*Problems*
1) Answer these about the post on the Michele Bachmann comic book:
(a) How many issues of the comic have been done so far?
(b) On what frequency, and on what day and time, is the radio show where you can win a free copy?
(c) On the page the buy link takes you to, what can you listen to?
2) Continue the post about the Michele Bachmann comic book from where it stops.

*Document excerpt*
· · · ·

Thu Feb 25, 2010 at 17:38:46 PM CST

A bunch of Minnesota artists and I produce a comic book biography of Michele Bachmann called "False Witness: the Michele Bachmann Story." We've done three issues so far, and today the Huffington Post featured "False Witness" on its front page.

(Well...the bottom of the front page. But it's the HuffPo, and producing False Witness is a Minnesota "published out of my garage" operation, so--not bad, eh?) The HuffPo story links to a review of "False Witness" in Talking Point Memo--another nationally known progressive blog. The reviewer was very kind to us.

As always, you can buy a copy of False Witness by clicking on the link here at the Minnesota Progressive Project. It's on the right side of the page, scroll down to the illustration that says "BUY THE MICHELE BACHMANN COMIC BOOK!" If you use that link, you'll be taken to a web page where you can listen to a little animated cartoon of Michele.

But you can get a copy for free if you call in to Two Putt Tommy's radio show at 950AM on Friday at 6pm--and answer a trivia question about Bachmann.

Here's a link directly to the Talking Points Memo review of the comic:
http://tpmdc.talkingpointsmemo...

· · · ·

*Data*
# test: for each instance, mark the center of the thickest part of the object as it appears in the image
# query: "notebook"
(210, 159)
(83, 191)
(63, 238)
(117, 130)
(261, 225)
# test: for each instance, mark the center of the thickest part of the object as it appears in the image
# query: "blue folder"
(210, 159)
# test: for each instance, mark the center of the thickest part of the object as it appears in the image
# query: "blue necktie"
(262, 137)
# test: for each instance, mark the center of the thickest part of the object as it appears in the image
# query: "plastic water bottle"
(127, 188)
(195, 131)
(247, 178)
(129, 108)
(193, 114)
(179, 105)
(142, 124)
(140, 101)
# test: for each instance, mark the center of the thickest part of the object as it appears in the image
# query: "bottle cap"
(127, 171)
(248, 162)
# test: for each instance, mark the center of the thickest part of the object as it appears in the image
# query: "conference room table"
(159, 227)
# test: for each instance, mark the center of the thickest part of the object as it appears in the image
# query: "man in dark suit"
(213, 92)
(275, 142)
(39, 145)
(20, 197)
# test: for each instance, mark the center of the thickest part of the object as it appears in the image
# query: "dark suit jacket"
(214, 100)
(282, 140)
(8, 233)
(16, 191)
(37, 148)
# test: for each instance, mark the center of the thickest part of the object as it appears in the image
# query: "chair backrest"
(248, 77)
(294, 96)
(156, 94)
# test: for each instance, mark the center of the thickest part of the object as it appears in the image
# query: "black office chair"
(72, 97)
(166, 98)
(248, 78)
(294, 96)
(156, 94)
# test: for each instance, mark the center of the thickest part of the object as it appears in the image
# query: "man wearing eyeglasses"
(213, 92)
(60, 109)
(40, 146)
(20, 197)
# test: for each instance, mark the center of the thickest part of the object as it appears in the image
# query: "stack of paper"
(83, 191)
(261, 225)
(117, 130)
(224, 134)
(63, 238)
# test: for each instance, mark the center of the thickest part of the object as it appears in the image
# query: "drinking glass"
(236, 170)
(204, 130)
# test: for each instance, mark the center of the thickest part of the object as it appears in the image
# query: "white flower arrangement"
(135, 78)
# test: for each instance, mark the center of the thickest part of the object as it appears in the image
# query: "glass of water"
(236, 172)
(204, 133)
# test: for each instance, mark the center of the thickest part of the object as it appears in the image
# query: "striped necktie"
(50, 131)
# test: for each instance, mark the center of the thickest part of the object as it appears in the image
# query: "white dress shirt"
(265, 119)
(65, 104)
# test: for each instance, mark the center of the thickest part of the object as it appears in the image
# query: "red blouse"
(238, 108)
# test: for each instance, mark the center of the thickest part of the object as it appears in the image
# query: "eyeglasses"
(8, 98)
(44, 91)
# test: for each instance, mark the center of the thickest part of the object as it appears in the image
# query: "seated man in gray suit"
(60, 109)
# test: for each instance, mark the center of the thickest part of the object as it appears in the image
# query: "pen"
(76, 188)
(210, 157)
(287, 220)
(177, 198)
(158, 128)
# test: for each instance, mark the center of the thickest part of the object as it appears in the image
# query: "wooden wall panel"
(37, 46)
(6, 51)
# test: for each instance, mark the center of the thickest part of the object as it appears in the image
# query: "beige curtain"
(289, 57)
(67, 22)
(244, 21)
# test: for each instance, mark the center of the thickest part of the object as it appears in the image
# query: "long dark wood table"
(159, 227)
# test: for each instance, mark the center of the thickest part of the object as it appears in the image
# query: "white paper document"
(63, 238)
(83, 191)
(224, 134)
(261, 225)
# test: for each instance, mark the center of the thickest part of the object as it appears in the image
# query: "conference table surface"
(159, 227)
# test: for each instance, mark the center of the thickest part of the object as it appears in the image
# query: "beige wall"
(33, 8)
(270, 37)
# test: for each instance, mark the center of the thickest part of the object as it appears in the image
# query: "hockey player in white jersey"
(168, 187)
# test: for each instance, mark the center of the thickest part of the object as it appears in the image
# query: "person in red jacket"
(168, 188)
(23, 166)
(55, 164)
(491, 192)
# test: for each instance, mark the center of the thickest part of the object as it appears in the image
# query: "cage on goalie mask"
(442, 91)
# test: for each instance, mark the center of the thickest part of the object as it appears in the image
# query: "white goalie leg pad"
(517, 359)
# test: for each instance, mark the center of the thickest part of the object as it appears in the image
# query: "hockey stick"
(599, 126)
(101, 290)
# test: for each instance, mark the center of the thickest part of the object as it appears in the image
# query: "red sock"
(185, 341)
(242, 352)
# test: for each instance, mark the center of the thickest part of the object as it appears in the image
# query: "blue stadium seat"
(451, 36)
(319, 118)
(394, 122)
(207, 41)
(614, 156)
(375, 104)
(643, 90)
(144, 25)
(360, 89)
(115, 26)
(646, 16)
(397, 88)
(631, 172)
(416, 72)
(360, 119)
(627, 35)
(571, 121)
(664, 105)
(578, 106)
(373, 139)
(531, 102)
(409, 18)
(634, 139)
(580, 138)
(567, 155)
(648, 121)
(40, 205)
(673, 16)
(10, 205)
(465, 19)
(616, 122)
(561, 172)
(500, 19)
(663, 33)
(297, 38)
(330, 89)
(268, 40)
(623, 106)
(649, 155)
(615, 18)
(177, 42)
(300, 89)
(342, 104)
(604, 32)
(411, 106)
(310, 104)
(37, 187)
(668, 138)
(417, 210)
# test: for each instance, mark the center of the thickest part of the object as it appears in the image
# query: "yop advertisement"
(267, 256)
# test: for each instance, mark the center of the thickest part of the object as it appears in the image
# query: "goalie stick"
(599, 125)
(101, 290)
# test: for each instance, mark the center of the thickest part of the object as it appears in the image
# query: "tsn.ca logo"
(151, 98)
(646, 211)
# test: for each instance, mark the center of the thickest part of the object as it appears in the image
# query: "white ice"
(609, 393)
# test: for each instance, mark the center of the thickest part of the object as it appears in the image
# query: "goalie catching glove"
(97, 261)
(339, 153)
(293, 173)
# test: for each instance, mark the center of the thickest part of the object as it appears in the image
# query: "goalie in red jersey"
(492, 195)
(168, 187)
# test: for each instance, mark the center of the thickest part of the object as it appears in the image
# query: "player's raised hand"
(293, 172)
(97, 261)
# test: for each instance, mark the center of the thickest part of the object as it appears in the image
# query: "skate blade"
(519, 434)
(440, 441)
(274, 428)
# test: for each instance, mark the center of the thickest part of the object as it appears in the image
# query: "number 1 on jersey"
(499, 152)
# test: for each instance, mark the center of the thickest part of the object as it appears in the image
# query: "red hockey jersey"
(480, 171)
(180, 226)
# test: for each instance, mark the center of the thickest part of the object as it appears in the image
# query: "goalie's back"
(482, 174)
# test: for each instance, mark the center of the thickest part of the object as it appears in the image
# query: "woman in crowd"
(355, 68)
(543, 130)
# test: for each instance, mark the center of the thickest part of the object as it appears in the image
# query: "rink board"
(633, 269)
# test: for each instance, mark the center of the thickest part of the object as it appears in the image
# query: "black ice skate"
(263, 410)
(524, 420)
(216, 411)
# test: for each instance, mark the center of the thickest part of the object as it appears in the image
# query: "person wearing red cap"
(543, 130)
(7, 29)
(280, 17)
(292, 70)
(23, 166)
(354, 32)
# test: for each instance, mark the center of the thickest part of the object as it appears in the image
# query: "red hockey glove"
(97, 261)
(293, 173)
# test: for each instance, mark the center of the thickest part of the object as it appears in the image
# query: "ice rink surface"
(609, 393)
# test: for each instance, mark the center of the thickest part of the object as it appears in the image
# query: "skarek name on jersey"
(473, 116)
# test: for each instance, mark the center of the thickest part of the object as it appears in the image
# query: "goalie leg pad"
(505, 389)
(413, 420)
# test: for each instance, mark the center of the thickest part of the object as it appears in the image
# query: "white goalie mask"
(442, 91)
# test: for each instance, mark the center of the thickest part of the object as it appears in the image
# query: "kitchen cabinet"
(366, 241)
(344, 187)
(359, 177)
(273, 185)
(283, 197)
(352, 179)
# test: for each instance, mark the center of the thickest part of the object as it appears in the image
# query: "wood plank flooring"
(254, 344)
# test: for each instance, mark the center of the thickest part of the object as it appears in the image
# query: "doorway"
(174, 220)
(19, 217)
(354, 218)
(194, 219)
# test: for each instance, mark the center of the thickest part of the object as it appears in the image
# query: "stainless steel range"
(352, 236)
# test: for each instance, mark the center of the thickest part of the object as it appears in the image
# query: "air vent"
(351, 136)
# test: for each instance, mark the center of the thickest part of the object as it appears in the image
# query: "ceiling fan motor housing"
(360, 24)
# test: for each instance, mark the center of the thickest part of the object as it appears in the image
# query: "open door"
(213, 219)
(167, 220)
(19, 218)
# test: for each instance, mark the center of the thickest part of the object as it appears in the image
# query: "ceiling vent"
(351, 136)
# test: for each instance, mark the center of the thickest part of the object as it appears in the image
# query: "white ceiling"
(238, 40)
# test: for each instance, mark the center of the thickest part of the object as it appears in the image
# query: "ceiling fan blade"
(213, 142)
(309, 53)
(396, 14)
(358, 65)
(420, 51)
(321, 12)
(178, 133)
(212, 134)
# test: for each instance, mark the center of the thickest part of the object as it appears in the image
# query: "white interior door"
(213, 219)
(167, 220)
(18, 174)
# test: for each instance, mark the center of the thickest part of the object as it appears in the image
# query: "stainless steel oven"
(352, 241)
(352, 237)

· · · ·

*Results in order*
1)
(a) Three.
(b) 950AM, Friday at 6pm.
(c) A little animated cartoon of Michele.

2)
By the way: a name to watch out for in the GOP 2012 presidential race is John Thune, Republican Senator from South Dakota. He's very low profile, compared to Mitt Romney and Tim Pawlenty. But he's "in good" with the Council for National Policy, an evangelical conservative political machine that I write about in the Bachmann comic book.

That counts for a lot in the GOP these days, more than most journalists and political conservatives know. Other Council for National Policy favorites are Sarah Palin, Mike Huckabee, and--believe it or not--our own Tim Pawlenty. Mitt Romney, not so much--Romney is a Mormon and that's a tough sell to a political machine with a secretive, sectarian, and conspiratorial worldview. Ron Paul? He's more of a John Birch Society favorite, but that doesn't preclude him from building a bridge to the Council for National Policy. They sell conspiracy theories, too.

Here's a profile of Thune that points out that this candidate is also acceptable to the teabagger wing:
http://hotlineoncall.nationalj...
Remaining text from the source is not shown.